GIVEN REQUEST:
Rewrite every item below with "vertex pairs" changed to "coordinate pairs", keeping all other wording the same and leaving out the pictures.
================================
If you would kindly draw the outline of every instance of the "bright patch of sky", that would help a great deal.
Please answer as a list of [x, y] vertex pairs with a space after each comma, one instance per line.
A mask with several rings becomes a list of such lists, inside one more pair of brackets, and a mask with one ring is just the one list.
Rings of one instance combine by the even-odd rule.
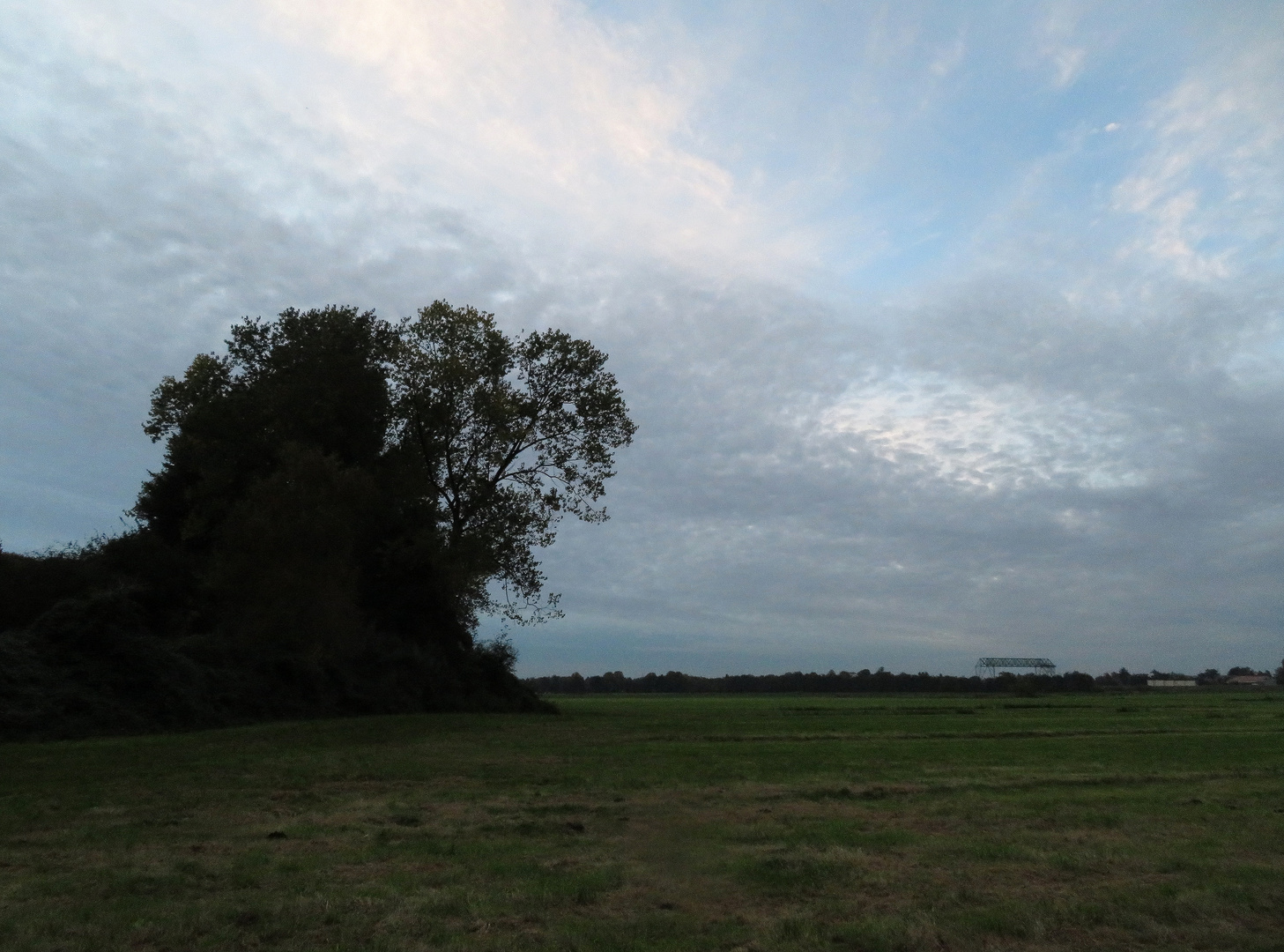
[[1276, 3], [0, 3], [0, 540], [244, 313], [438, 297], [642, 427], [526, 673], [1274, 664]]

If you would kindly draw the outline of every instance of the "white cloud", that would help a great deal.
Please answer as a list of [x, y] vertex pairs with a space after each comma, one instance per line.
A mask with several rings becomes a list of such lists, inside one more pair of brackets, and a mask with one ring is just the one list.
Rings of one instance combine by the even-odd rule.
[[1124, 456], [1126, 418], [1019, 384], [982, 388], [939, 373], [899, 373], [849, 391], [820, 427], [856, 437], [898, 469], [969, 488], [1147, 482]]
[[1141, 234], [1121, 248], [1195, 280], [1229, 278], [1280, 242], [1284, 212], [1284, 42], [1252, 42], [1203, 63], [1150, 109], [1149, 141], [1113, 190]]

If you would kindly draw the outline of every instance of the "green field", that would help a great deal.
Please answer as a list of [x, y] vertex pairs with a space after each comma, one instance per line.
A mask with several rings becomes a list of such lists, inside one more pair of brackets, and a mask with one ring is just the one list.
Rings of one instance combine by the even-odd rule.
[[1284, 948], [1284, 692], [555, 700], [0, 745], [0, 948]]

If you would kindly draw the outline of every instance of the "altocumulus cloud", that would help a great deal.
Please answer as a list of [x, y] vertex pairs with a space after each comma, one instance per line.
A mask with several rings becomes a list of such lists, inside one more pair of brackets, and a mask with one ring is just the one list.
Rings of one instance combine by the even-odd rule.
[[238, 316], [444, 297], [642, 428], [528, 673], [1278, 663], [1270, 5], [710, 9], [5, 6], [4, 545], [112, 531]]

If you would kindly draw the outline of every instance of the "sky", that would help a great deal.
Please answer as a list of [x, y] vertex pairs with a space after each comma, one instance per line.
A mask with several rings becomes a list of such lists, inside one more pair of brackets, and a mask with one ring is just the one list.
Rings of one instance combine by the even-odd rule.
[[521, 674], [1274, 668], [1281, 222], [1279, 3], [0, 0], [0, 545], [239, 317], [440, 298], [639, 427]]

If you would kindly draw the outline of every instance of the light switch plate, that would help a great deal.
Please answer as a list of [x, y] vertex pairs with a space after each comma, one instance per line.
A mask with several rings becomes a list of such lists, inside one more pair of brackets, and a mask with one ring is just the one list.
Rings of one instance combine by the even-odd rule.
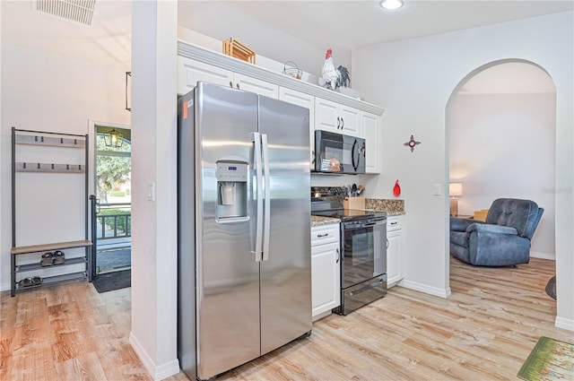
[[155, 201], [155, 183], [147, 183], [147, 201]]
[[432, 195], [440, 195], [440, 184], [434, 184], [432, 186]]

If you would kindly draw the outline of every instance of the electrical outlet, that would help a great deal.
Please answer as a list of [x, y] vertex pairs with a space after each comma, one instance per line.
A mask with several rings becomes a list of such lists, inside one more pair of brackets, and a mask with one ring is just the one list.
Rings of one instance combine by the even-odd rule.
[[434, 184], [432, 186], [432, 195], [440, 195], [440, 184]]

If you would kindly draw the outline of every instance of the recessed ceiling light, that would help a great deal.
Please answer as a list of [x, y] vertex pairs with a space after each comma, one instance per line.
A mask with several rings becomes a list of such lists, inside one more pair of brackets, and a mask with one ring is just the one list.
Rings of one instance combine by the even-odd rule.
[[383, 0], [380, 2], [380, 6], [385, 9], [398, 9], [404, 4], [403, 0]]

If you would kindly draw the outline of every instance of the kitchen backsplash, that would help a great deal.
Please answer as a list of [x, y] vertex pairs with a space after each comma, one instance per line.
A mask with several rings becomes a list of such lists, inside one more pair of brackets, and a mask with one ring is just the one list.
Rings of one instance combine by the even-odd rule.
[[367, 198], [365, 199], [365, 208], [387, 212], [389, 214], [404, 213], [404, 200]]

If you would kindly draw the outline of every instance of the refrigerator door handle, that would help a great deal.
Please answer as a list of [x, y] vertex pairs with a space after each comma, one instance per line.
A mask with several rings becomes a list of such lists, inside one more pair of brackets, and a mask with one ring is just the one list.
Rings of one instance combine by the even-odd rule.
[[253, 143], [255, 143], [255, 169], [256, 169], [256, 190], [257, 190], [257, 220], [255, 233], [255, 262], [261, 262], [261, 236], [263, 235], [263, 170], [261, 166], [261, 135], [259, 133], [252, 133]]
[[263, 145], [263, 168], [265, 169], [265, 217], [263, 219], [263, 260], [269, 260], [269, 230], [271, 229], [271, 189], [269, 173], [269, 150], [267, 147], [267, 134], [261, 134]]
================================
SOLUTION TO THE PROBLEM:
If you would kindly draw the outline of every instance of the "bright patch of sky", that would help a great deal.
Please answer as a list of [x, y] coordinate pairs with a space after each comma, one instance per line.
A mask with several rings becomes a list of such lists, inside one more pair of brackets, and a mask with one ring is just the one list.
Rings of one instance combine by the even-odd rule.
[[1276, 3], [0, 3], [0, 540], [244, 313], [438, 297], [642, 427], [526, 673], [1274, 664]]

If you would kindly draw the outline of every instance of the "white cloud", that would help a great deal.
Please answer as a list of [x, y] coordinate pairs with a space after each comma, one instance per line.
A mask with several rings becomes a list of such lists, inside one more pair of brackets, and a mask with one ring is just the one list.
Rings of one instance combine by the even-odd rule.
[[1124, 456], [1126, 418], [1019, 384], [982, 388], [939, 373], [899, 373], [849, 391], [820, 427], [856, 437], [898, 469], [969, 488], [1147, 482]]
[[1141, 234], [1121, 248], [1195, 280], [1229, 278], [1280, 242], [1284, 212], [1284, 42], [1252, 42], [1203, 63], [1150, 109], [1149, 141], [1113, 190]]

If you would kindly draw the outline of every instance of the "green field", that would help a great deal.
Please answer as a list of [x, y] coordinate pairs with a space after each comma, one instance per line.
A mask with several rings becomes a list of such lists, inside one more pair of brackets, and a mask with one ring is just the one list.
Rings of one instance combine by the even-odd rule.
[[1284, 948], [1284, 692], [555, 700], [0, 745], [0, 948]]

If you would kindly draw the outline of every instance of the "altocumulus cloud", that would help a great deal.
Please answer as a list of [x, y] coordinate pairs with a space after each comma, one instance per line.
A mask with several rings becomes a list of such lists, inside one more pair of brackets, and a mask with one ring is just the one list.
Rings of one instance combine by the even-odd rule.
[[238, 316], [444, 297], [642, 428], [528, 673], [1278, 663], [1270, 5], [710, 9], [5, 6], [4, 545], [112, 531]]

If you would kindly draw the outline of every instance of the "sky", that would help a great deal.
Please answer as a list of [x, y] coordinate pairs with a space after each comma, one instance per line.
A mask with several rings becomes a list of such lists, inside one more pair of brackets, and a mask with one ring is just the one list.
Rings of one instance combine by the even-odd rule.
[[521, 674], [1274, 668], [1281, 222], [1279, 3], [0, 0], [0, 545], [239, 317], [440, 298], [639, 427]]

If you would kindly draw the outline of every instance of the light switch plate, that would help a great deal.
Please answer as a list of [x, y] coordinate pairs with a space after each comma, one instance per line.
A mask with several rings becomes a list of such lists, inside one more pair of brackets, and a mask with one ring is just the one list.
Rings of one instance combine by the even-odd rule.
[[155, 201], [155, 183], [147, 183], [147, 201]]
[[432, 195], [440, 195], [440, 184], [434, 184], [432, 186]]

If you would kindly draw the outline of every instance of the electrical outlet, that would help a great deal.
Please answer as a list of [x, y] coordinate pairs with a space after each comma, one instance per line.
A mask with several rings becomes a list of such lists, inside one more pair of brackets, and a mask with one ring is just the one list.
Rings of one instance combine by the even-odd rule.
[[434, 184], [432, 186], [432, 195], [440, 195], [440, 184]]

If you would kindly draw the outline of every instance of the recessed ceiling light, that would help a great deal.
Please answer as a list of [x, y] coordinate pairs with a space after each comma, one instance per line.
A mask with several rings becomes a list of such lists, inside one more pair of brackets, and a mask with one ring is just the one list.
Rings of one instance combine by the even-odd rule.
[[383, 0], [380, 2], [380, 6], [385, 9], [398, 9], [404, 4], [403, 0]]

If you would kindly draw the outline of every instance of the kitchen backsplash, that would help a great deal.
Please answer as a list of [x, y] coordinate pairs with a space after each comma, one instance per line.
A mask with several rings becomes a list of such lists, inside one more pair of brackets, and a mask with one ring is just the one list.
Rings of one instance combine by the even-odd rule.
[[367, 198], [365, 199], [365, 208], [387, 212], [389, 214], [404, 213], [404, 200]]

If you would kindly draw the outline of every instance of the refrigerator door handle, that would help a great deal.
Please answer as a list of [x, y] coordinate pairs with a space after each comma, one instance per line.
A mask with several rings becomes a list of such lists, inside one more pair of brackets, and a mask with one ring is just the one list.
Rings of one instance combine by the even-odd rule.
[[253, 143], [255, 143], [255, 169], [256, 169], [256, 190], [257, 190], [257, 220], [255, 233], [255, 262], [261, 262], [261, 236], [263, 235], [263, 170], [261, 166], [261, 135], [259, 133], [252, 133]]
[[263, 145], [263, 168], [265, 169], [265, 217], [263, 219], [263, 260], [269, 260], [269, 230], [271, 229], [271, 189], [269, 173], [269, 150], [267, 147], [267, 134], [261, 134]]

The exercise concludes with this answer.